■ TASK: Using the data below, copy out all lines with the word "kind".

Stored records:
________________________________________
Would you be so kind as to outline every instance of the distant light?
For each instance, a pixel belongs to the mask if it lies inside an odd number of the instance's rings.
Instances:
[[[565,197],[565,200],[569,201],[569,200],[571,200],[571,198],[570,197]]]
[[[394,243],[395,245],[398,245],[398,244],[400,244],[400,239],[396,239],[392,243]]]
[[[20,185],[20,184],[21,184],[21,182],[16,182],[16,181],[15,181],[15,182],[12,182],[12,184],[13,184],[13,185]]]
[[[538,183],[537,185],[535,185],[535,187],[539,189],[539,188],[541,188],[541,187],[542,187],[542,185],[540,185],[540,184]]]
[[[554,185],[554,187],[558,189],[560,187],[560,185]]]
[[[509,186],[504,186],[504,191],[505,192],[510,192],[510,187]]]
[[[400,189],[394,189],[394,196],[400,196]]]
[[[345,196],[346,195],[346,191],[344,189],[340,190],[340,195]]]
________________________________________
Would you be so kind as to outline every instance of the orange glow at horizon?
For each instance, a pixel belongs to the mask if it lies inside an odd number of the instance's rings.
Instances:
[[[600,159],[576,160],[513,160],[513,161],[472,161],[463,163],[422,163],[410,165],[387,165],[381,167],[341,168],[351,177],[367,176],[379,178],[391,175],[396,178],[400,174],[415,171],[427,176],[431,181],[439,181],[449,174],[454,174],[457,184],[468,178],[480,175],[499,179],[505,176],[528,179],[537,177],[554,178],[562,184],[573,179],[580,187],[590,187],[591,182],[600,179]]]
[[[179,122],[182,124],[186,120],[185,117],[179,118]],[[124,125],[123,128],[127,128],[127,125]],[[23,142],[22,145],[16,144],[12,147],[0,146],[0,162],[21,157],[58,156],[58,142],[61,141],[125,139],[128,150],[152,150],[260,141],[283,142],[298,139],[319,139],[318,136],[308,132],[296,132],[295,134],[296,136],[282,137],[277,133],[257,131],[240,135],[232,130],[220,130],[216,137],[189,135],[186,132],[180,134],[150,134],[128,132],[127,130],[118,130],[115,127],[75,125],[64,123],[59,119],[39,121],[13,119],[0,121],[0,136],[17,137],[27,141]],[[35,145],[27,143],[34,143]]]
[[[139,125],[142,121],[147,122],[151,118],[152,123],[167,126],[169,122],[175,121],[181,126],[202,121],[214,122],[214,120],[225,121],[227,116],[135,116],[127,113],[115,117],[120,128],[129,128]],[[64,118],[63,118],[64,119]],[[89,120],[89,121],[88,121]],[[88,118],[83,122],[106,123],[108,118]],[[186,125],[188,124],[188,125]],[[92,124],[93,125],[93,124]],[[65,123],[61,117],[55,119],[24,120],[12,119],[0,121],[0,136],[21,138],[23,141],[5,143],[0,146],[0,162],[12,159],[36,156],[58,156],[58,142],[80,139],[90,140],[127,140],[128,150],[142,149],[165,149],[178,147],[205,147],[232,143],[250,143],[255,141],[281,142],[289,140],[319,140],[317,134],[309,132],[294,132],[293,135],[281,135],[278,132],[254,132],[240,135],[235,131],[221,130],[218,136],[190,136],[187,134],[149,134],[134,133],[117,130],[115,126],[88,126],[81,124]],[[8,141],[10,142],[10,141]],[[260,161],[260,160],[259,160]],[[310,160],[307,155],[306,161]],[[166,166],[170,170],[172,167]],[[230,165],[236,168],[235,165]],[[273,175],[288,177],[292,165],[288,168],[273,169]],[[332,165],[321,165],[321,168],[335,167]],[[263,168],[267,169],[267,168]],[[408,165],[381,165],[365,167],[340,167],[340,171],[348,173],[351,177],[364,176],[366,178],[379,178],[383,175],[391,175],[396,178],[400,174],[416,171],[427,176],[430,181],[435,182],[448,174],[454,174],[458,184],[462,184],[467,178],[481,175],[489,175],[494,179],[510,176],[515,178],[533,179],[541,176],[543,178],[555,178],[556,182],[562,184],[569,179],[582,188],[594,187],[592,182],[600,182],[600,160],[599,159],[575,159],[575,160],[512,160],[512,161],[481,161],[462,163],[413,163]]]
________________________________________
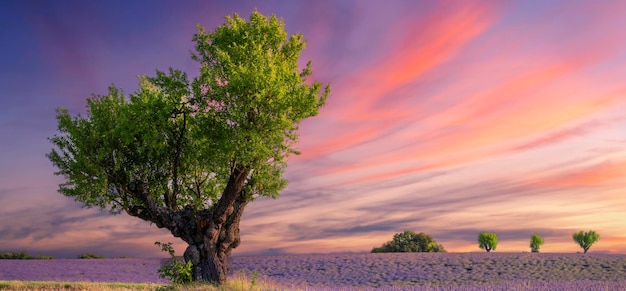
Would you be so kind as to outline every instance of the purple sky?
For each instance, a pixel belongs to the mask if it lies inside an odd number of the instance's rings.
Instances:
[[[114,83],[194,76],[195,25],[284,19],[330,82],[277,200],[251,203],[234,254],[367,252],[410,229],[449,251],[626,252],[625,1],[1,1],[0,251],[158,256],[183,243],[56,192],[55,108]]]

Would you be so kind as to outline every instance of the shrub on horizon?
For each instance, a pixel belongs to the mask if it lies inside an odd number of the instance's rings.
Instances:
________________________________________
■ RESULT FOR THIS TASK:
Would you be so kind as to outline every instance of the distant light?
Would you be so kind as to outline every instance of the orange glow at horizon?
Would you be so kind as to outline every instance of the purple sky?
Would you be so kind as to outline every instance of the shrub on horizon?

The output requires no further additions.